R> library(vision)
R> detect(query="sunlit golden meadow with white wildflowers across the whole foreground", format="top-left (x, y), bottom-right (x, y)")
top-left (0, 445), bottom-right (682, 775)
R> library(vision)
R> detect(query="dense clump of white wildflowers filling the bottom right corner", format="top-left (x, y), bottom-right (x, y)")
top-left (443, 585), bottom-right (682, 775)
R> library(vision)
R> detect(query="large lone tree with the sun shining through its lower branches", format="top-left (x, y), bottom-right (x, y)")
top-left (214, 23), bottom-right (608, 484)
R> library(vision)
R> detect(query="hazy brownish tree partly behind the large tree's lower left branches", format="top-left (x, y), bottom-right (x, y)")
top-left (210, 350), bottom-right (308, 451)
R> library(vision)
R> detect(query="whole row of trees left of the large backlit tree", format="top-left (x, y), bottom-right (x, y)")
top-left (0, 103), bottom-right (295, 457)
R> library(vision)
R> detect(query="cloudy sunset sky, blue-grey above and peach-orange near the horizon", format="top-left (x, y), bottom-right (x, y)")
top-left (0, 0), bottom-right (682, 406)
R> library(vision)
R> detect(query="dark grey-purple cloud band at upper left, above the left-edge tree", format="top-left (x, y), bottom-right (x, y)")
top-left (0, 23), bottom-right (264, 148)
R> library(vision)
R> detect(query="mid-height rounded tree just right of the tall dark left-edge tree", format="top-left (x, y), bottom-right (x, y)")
************
* _EXERCISE DIRECTIONS_
The full set of entries should appear again, unchanged, line by line.

* _WRITTEN ANSWER_
R> library(vision)
R> detect(query="sunlit golden meadow with white wildflowers across the whole foreground", format="top-left (x, y), bottom-right (x, y)")
top-left (0, 445), bottom-right (682, 775)
R> library(vision)
R> detect(query="dense clump of white wildflowers filling the bottom right corner", format="top-left (x, y), bottom-right (x, y)")
top-left (443, 585), bottom-right (682, 775)
R> library(vision)
R> detect(query="large lone tree with the sun shining through its lower branches", format="top-left (x, y), bottom-right (x, y)")
top-left (214, 23), bottom-right (608, 484)
R> library(vision)
R> detect(query="hazy brownish tree partly behind the large tree's lower left branches", format="top-left (x, y), bottom-right (x, y)")
top-left (210, 350), bottom-right (308, 451)
R> library(vision)
R> detect(query="whole row of trees left of the large backlit tree", format="top-left (x, y), bottom-right (x, y)")
top-left (0, 103), bottom-right (295, 457)
R> library(vision)
R> detect(query="cloudy sunset sky, blue-grey above and peach-orange near the horizon", format="top-left (x, y), bottom-right (x, y)")
top-left (0, 0), bottom-right (682, 406)
R> library(vision)
R> detect(query="dark grey-purple cloud band at upper left, above the left-edge tree", format="top-left (x, y), bottom-right (x, y)")
top-left (0, 23), bottom-right (264, 148)
R> library(vision)
R> detect(query="mid-height rounded tree just right of the tall dark left-edge tree", format="top-left (x, y), bottom-right (x, y)")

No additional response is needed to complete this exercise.